• [GIVEN PROBLEM 1]: In the Mark Beaufoy article, what year did he climb Mont Blanc, and which ascent of the mountain was it?
• [GIVEN PROBLEM 2]: From the Mark Beaufoy article, copy word for word the passage between "Colonel Mark Beaufoy" and "in Lambeth, London.", inclusive.

= Mark Beaufoy =

English astronomer and physicist

Colonel Mark Beaufoy FRS (4 March 1764 – 4 May 1827) was an English astronomer and physicist, mountaineer, explorer and British Army officer. His father, Mark Beaufoy (1718–1782), who was originally from Evesham, established a vinegar factory in Lambeth, London.

He was the first-known English climber to make an ascent of a high mountain in the Alps. In 1787, he made an ascent (the fourth) of Mont Blanc. This mountain was an attraction to his fellow countrymen, such as J. D. Forbes (1809–1868), A. T. Malkin (1803–1888), John Ball (1818–1889) and Sir Alfred Wills (1828–1912). He describes his ascent of Mont Blanc:

At last, however, but with a sort of apathy which scarcely admitted the sense of joy, we reached the summit of the mountain; when six of my guides, and with them my servant, threw themselves on their faces and were immediately asleep. I envied them their repose; but my anxiety to obtain a good observation for the latitude, subdued my wishes for indulgence.

He devoted much of his life to naval experiments at the Greenland Dock with James Scott and Captain John Luard of the "Society for the Improvement in Naval Architecture". He published the results of his work in one of the leading scientific journals of the day, The Annals of Philosophy. In 1815 he described a recording tide meter, and in the same article went on to describe the power of the wind on square sails and the resistance to motion both in air and water of different shapes. The paper moved from ship sails to considering the best angle for windmill sails to be set. He supplied Astronomical and Magnetic observations from Hackney Wick (51°32‘40“N, 6.82“W) for many issues. Charles Hutton's 1815 list of England's most notable private observatories included Colonel Beaufoy's.

• [INFORMATION SHOWN]:

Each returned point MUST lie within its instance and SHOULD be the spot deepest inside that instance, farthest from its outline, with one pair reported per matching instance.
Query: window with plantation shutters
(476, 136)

• [WORKED SOLUTION 1]: He climbed it in 1787, and it was the fourth ascent.

• [WORKED SOLUTION 2]:
Colonel Mark Beaufoy FRS (4 March 1764 – 4 May 1827) was an English astronomer and physicist, mountaineer, explorer and British Army officer. His father, Mark Beaufoy (1718–1782), who was originally from Evesham, established a vinegar factory in Lambeth, London.